SELECTED EXCERPT:
══════════

Staff had received training in safeguarding adults and knew how to respond if they had any concern in relation to people’s safety.
Risk assessments had been completed and where risks had been identified staff were provided with guidance on how to manage and minimise these risks while providing support.
Staff provided mixed feedback, they told us, “We have had to give some packages back to the Council as we could not cover them. Our rounds are still busy but achievable. My clients have not been affected really,” “Absolutely fine, I really enjoy it, I get good feedback from clients. I have not had any problems” and “We don’t get paid for our travel time between visits, we get paid mileage only. It can be a good bit of our day taken up with travelling between visits.”
Staff told us they were well supported by the provider and commented, “(Provider’s name) is a good boss they are supportive and if we raise an issue with them it gets sorted. I can always get hold of them when I need help with anything” and “I have a lot of respect for (Provider’s name) it has been a good place to work, things are not so great just now but I am confident they will get better.”
Staff knew people they supported well and those people told us they were normally supported by a small group of carers whose company they enjoyed. Information about people’s likes and interests was gathered during the needs assessments process and where possible the service aimed to provide support staff with similar interests.
One person’s relative said, “They have had no cancelled calls at all and my gosh they certainly make her feel safe, they are a Godsend, I don’t know what we would do without them!”
People told us they were asked for their views on the quality of care the services provided as part of the care plans review process and records showed that people’s comments had been complimentary.
For more details, please see the full report which is on the CQC website at www.cqc.org.uk
The last rating for this service was good (published 9 November 2018)
Why we inspected
We carried out this announced inspection as we had received concerns in relation to the management of the service and staffing shortages. This had led to some packages of care being handed back to the local authority. As a result, we undertook a focused inspection to review the key questions of safe and well-led only.

══════════

DATA FOR REVIEW:
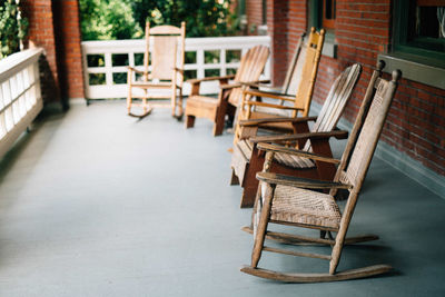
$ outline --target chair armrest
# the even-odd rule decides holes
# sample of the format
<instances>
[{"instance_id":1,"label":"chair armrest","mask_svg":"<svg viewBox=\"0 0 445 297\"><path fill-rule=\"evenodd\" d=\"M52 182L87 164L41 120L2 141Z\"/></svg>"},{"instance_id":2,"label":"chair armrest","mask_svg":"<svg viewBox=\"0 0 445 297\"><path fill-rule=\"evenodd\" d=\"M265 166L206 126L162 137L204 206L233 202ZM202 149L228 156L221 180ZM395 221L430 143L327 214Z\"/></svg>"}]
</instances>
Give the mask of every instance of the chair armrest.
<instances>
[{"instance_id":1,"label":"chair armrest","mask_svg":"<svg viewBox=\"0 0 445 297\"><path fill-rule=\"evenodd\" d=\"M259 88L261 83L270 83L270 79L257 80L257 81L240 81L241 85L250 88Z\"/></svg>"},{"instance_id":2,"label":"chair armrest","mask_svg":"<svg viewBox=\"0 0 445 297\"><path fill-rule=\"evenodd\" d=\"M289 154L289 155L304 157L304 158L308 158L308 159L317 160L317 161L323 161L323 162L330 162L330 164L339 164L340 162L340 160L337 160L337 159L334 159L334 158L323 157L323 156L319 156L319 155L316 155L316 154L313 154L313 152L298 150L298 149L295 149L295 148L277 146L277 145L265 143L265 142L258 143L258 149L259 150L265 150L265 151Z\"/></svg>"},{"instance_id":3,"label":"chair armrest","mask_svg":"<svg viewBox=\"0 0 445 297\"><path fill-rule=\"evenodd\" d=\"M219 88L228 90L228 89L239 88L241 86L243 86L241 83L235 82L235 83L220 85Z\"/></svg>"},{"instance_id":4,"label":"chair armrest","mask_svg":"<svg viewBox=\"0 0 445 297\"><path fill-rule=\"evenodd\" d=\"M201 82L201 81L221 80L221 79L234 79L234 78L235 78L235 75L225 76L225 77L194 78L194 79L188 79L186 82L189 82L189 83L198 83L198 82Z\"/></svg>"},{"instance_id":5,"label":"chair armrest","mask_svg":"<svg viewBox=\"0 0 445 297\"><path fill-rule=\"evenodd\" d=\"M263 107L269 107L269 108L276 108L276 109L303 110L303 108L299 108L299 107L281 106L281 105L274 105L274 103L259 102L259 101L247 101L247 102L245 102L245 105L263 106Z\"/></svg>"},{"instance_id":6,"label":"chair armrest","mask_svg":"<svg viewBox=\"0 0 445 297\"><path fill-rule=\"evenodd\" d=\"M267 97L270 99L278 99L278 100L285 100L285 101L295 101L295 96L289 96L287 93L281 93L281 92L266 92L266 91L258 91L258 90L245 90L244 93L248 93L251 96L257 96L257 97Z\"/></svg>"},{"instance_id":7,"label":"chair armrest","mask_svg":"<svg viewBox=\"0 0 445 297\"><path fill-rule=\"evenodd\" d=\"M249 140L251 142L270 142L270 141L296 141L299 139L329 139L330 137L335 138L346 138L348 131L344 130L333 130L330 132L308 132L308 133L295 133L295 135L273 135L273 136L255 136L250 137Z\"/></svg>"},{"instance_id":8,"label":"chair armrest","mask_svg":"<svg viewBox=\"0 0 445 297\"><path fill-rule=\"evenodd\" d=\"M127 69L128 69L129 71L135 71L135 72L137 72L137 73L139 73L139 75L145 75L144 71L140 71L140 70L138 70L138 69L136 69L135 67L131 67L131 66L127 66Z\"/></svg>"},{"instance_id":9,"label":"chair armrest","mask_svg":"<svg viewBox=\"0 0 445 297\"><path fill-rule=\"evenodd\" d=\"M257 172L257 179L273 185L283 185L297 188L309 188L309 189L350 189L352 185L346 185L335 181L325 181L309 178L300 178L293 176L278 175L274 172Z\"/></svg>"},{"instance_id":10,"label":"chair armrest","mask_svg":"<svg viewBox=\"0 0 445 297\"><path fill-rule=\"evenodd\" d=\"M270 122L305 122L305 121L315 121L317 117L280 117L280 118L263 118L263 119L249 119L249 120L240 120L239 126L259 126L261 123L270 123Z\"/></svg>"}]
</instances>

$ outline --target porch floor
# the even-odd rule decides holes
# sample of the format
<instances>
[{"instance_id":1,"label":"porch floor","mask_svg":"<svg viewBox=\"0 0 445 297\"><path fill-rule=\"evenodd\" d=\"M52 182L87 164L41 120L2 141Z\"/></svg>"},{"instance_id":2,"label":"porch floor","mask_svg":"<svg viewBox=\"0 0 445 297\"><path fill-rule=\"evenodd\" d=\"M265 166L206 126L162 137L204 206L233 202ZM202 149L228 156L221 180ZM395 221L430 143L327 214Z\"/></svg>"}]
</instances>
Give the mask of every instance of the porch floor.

══════════

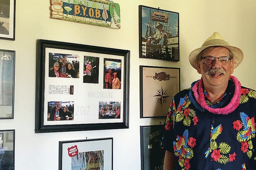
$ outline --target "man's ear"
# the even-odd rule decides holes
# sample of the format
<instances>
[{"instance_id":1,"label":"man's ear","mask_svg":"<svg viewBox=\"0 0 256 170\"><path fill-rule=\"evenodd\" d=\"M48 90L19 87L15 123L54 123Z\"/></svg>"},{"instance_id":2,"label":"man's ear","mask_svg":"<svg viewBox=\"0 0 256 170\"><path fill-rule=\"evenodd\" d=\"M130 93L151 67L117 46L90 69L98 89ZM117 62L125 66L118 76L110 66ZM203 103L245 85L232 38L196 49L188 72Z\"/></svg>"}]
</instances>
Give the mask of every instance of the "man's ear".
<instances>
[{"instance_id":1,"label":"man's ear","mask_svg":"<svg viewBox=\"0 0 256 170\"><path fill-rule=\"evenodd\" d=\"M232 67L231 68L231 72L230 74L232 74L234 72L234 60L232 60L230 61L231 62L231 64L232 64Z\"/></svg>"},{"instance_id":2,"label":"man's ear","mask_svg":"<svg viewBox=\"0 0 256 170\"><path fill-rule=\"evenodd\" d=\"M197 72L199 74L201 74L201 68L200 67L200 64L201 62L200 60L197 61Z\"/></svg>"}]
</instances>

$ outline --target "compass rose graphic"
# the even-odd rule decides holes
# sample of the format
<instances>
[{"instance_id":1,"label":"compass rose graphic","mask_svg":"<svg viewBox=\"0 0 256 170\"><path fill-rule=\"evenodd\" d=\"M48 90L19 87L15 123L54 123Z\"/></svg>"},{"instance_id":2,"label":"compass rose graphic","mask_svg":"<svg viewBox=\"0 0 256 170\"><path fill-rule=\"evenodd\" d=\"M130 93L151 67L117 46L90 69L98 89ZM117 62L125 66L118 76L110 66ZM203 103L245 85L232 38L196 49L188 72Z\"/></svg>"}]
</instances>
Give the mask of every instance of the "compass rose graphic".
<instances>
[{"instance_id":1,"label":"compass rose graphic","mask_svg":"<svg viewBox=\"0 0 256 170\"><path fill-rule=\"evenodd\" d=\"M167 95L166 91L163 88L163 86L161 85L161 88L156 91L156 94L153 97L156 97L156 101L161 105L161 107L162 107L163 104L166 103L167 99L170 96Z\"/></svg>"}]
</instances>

══════════

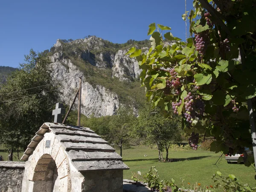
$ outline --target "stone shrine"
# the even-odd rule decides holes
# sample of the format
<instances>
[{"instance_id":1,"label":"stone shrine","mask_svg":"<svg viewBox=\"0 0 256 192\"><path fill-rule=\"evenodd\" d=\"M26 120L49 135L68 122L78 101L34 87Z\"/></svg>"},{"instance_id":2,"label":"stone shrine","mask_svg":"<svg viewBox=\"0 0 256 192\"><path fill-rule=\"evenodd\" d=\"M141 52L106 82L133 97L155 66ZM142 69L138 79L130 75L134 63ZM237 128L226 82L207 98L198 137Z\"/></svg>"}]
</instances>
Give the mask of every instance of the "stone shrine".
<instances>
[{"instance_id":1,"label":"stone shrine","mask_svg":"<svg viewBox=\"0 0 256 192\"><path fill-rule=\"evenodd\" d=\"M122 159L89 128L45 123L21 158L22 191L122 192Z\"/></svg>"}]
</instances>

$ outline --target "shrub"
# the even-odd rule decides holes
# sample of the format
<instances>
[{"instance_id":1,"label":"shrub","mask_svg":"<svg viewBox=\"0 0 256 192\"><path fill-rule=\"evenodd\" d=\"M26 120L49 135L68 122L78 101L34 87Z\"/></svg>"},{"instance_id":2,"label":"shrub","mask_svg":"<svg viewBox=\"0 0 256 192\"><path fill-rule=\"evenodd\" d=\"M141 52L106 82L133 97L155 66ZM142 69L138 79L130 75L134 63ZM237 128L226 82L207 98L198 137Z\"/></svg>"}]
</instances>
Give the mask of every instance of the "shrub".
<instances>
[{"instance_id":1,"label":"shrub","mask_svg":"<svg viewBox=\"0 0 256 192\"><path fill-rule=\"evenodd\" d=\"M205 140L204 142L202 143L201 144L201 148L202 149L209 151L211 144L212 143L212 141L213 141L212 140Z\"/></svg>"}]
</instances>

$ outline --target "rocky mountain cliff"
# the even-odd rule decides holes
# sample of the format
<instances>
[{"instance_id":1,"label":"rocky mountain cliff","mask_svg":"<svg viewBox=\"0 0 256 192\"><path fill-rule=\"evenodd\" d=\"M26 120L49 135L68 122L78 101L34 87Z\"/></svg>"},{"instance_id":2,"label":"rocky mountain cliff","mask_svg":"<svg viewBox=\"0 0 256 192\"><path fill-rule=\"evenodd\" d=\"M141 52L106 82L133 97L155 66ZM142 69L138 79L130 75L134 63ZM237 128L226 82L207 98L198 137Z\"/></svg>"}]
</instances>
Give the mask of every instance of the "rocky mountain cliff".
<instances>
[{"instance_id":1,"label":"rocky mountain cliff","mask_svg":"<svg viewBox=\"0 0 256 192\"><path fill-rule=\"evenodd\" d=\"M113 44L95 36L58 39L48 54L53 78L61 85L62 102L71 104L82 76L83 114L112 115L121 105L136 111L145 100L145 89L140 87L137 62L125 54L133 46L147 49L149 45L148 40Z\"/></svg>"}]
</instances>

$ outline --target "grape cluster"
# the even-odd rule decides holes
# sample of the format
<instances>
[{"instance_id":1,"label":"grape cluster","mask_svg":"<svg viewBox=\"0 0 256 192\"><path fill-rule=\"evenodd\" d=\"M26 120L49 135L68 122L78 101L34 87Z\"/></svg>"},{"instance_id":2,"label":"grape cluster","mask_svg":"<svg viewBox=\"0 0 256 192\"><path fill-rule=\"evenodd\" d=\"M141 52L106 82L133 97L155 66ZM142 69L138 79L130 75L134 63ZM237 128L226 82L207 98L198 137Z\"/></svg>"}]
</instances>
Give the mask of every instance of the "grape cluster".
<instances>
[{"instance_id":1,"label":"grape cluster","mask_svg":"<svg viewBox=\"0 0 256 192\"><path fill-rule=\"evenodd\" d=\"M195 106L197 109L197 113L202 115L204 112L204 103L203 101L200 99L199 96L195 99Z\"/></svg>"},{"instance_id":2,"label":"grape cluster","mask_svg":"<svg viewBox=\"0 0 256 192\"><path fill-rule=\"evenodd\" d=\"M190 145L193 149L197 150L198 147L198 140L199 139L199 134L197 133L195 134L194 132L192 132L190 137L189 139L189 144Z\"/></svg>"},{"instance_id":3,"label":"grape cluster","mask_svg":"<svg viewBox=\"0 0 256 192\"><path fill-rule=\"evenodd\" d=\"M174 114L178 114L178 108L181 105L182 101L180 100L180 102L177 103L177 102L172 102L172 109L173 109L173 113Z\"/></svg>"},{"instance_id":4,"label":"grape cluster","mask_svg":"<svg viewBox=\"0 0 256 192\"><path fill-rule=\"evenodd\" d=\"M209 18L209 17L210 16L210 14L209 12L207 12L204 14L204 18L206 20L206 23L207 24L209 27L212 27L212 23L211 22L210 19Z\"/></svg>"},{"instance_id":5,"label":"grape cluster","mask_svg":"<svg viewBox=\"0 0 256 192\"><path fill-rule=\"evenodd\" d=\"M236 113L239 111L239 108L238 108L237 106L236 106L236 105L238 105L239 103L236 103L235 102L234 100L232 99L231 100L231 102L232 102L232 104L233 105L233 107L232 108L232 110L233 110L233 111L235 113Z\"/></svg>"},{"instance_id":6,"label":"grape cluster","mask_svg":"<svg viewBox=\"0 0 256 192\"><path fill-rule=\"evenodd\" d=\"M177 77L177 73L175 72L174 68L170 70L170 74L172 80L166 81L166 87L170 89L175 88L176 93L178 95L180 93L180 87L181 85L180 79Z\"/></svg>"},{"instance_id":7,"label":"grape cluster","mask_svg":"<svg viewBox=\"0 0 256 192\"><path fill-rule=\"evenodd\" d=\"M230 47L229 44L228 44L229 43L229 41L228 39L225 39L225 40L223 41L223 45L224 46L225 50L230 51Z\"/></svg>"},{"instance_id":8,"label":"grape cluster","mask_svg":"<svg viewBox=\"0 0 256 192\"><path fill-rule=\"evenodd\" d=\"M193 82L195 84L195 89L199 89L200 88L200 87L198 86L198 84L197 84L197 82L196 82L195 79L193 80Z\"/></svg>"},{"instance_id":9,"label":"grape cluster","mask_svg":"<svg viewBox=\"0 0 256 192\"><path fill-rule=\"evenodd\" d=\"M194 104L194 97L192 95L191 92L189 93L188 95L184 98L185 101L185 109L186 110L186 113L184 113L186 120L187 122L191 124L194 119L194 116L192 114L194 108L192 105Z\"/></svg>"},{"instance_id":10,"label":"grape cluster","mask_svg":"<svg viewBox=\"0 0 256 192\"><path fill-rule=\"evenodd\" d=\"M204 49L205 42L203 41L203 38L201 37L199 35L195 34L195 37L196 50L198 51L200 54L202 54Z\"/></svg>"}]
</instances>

══════════

TASKS:
1) Answer these questions using the care service inspection report:
(a) Instead of travel time between visits, what do staff say they are paid for?
(b) What was the service's last rating, and when was it published?
(c) Which key questions did the focused inspection review?
2) Extend the care service inspection report beyond its final sentence.

WRITTEN RESPONSES:
1)
(a) Mileage only.
(b) Good, published 9 November 2018.
(c) Safe and well-led only.

2)
We reviewed the information we held about the service. No areas of concern were identified in the other key questions. We therefore did not inspect them. Ratings from previous comprehensive inspections for those key questions were used in calculating the overall rating at this inspection.
We have found evidence that the provider needs to make improvements. Please see the Safe and Well-led sections of this full report.
We are mindful of the impact of the COVID-19 pandemic on our regulatory function. This meant we took account of the exceptional circumstances arising as a result of the COVID-19 pandemic when considering what enforcement action was necessary and proportionate to keep people safe as a result of this inspection. We will continue to discharge our regulatory enforcement functions required to keep people safe and to hold providers to account where it is necessary for us to do so.
We have identified breaches in relation to governance processes not being robust and records not always being completed as required. Please see the action we have told the provider to take at the end of this report.
We found no evidence during this inspection that people were at risk of harm from these concerns. Please see the safe and well led sections of this full report.
You can read the report from our last comprehensive inspection, by selecting the ‘all reports’ link for Proper Care on our website at www.cqc.org.uk.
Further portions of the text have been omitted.